**Passage présenté:**
Accidents du travail

Employeur - Faute inexcusable - Caractère - Appréciation

Résumé🔗

Lorsqu'un employeur a été condamné pénalement à la suite d'un accident mortel du travail dont a été victime un de ses ouvriers, le caractère inexcusable de sa faute ne résulte pas du seul fait de cette condamnation ; l'accident ayant été la conséquence et la résultante d'une série de fautes tenant non pas seulement au défaut d'organisation du chantier mais à des initiatives imprudentes et difficilement prévisibles des préposés de l'employeur, celui-ci ne pouvait prévoir le danger couru par la victime ni même avoir conscience de l'existence d'un tel danger ; dès lors, la faute qu'il a commise ne présente plus le caractère d'une faute inexcusable.

**Ensemble de lignes:**
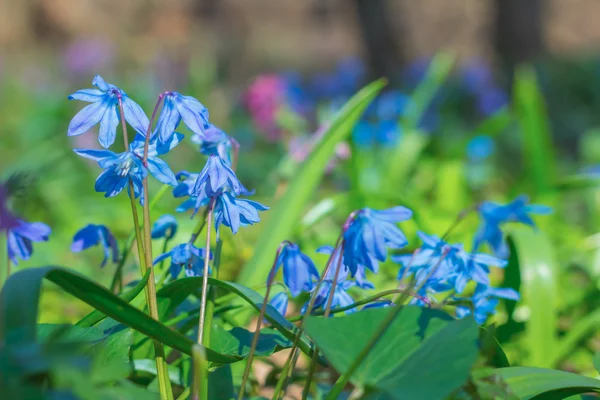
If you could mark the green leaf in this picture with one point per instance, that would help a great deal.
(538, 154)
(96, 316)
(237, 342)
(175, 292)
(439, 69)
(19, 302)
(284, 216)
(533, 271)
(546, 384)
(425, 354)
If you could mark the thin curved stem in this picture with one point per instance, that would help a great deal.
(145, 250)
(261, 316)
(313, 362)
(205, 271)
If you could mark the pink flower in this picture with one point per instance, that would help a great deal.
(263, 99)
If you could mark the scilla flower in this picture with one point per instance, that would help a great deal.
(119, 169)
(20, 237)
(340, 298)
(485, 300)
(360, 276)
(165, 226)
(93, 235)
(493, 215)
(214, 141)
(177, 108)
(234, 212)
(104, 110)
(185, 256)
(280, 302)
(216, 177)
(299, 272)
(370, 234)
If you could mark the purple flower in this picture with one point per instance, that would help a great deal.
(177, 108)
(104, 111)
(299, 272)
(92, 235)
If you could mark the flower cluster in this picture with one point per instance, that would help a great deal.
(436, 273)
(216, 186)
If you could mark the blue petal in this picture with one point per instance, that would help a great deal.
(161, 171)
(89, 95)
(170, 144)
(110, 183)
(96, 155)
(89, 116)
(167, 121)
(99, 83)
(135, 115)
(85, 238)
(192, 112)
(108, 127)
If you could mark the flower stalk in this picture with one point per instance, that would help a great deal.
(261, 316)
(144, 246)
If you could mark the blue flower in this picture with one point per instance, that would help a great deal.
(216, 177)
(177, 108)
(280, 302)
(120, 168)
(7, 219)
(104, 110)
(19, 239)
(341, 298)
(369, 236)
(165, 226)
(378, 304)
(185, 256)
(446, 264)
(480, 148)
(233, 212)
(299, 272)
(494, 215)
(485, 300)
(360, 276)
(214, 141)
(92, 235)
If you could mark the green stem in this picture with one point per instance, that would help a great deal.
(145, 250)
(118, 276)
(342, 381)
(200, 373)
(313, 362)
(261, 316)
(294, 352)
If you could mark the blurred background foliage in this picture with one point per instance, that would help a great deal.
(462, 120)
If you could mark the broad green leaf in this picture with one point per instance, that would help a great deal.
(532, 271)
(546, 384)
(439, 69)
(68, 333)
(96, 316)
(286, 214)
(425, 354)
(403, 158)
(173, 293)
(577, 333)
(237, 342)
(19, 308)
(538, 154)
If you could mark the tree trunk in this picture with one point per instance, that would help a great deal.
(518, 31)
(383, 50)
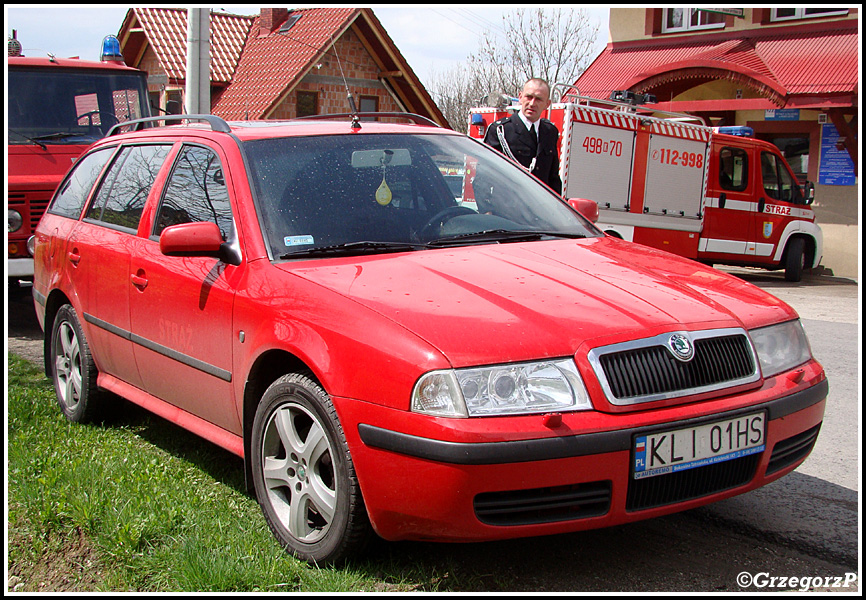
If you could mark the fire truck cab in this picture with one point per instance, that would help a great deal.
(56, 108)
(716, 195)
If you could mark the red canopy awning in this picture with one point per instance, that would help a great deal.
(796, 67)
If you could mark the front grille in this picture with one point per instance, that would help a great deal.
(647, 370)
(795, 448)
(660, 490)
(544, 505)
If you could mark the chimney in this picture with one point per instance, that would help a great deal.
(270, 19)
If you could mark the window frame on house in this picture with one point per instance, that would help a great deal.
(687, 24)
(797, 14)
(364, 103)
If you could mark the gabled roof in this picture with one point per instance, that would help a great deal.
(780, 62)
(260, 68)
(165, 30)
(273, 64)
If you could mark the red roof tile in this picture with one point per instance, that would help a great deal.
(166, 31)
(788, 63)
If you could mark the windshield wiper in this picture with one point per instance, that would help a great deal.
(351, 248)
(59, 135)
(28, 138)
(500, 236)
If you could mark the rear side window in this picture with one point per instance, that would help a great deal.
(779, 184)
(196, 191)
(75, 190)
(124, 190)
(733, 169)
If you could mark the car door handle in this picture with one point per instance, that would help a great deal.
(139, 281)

**Travail à faire:**
1 - D'après le passage, la condamnation pénale de l'employeur suffit-elle à rendre sa faute inexcusable ?
2 - Reproduisez fidèlement le passage depuis « Employeur - Faute » jusqu'à « d'une faute inexcusable. » inclus.
Les lignes ne sont d'aucune utilité ici.

**Corrigé:**
1 - Non, le caractère inexcusable de sa faute ne résulte pas du seul fait de cette condamnation.

2 -
Employeur - Faute inexcusable - Caractère - Appréciation

Résumé🔗

Lorsqu'un employeur a été condamné pénalement à la suite d'un accident mortel du travail dont a été victime un de ses ouvriers, le caractère inexcusable de sa faute ne résulte pas du seul fait de cette condamnation ; l'accident ayant été la conséquence et la résultante d'une série de fautes tenant non pas seulement au défaut d'organisation du chantier mais à des initiatives imprudentes et difficilement prévisibles des préposés de l'employeur, celui-ci ne pouvait prévoir le danger couru par la victime ni même avoir conscience de l'existence d'un tel danger ; dès lors, la faute qu'il a commise ne présente plus le caractère d'une faute inexcusable.